» AVAILABLE RECORDS:
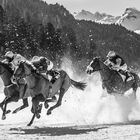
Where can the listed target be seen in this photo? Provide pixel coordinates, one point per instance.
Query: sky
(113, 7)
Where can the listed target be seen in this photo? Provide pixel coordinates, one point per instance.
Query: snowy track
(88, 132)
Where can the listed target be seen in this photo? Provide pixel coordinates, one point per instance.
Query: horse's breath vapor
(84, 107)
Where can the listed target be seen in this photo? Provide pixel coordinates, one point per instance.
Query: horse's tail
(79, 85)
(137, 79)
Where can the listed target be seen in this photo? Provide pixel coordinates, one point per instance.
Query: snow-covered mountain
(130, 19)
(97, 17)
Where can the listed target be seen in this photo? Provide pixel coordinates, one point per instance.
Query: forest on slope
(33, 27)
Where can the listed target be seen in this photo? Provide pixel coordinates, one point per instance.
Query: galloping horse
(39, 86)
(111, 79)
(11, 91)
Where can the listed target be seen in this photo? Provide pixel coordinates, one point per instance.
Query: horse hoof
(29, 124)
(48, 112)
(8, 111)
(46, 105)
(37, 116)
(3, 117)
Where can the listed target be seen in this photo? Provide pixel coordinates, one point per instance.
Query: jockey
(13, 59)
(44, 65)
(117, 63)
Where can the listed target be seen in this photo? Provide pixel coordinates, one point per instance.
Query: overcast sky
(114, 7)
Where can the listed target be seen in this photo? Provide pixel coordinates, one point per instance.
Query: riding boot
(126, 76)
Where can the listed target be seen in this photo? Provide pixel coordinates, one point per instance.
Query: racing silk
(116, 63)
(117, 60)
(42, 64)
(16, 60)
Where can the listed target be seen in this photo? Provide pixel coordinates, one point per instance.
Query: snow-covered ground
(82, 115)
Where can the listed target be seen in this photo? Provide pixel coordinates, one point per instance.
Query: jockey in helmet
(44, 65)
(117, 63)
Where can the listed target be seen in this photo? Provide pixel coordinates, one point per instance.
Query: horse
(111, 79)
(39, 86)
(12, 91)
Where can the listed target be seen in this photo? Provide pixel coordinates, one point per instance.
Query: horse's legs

» WHAT TO WORK ON: Please give the data again in full, exactly as written, but without any images.

» THE ANSWER:
Where can the listed target be seen in this photo? Provide pixel coordinates, one point per instance.
Query: sky
(113, 7)
Where can the listed target be seen in this photo? Provide pixel coordinates, one point per instance.
Query: snowy track
(88, 132)
Where can the listed target be seen in this photo? Provide pixel coordinates, one point per instance.
Query: horse's breath vapor
(84, 107)
Where can the listed target be seen in this photo? Provide pixel coordinates, one point per instance.
Query: horse's tail
(79, 85)
(137, 79)
Where can the listed target be seen in this photo? Provide pixel coordinates, one point per instance.
Query: snow-covered mountain
(130, 19)
(97, 17)
Where can the listed target be seen in this photo? Provide pixel coordinates, one point per instance.
Query: forest on slope
(33, 27)
Where can the listed target be seen in this photo? Provide pixel coordinates, one point per instance.
Query: galloping horse
(39, 86)
(111, 79)
(11, 91)
Where can the listed target be seen in this photo? Provide pixel coordinates, one point per instance.
Query: horse hoof
(29, 124)
(48, 112)
(8, 111)
(46, 105)
(37, 116)
(3, 117)
Where can the listed target be seen in this photo? Provide pixel coordinates, one point per instance.
Query: jockey
(13, 59)
(44, 65)
(117, 63)
Where can the listed target be seen in this photo? Provide pixel coordinates, one point per instance.
Query: overcast sky
(114, 7)
Where can the listed target be seen in this photo? Provide pixel coordinates, one point per instance.
Query: riding boot
(126, 76)
Where can the listed target be seen in this photo? Provide pixel coordinates, one point per instance.
Query: racing silk
(116, 63)
(117, 60)
(42, 64)
(16, 60)
Where can the listed target be seen in this photo? Provide pixel coordinates, one point per instance.
Query: snow-covered ground
(82, 115)
Where can the listed target be seen in this photo? Provide pixel coordinates, one point per instance.
Query: jockey in helmet
(44, 65)
(117, 63)
Where can the listed target be seen in this photo? Provide pixel coordinates, one point per instance.
Query: horse
(111, 79)
(39, 86)
(12, 91)
Where can the listed target be seen in this photo? Provide pixel coordinates, one point per instance.
Query: horse's legs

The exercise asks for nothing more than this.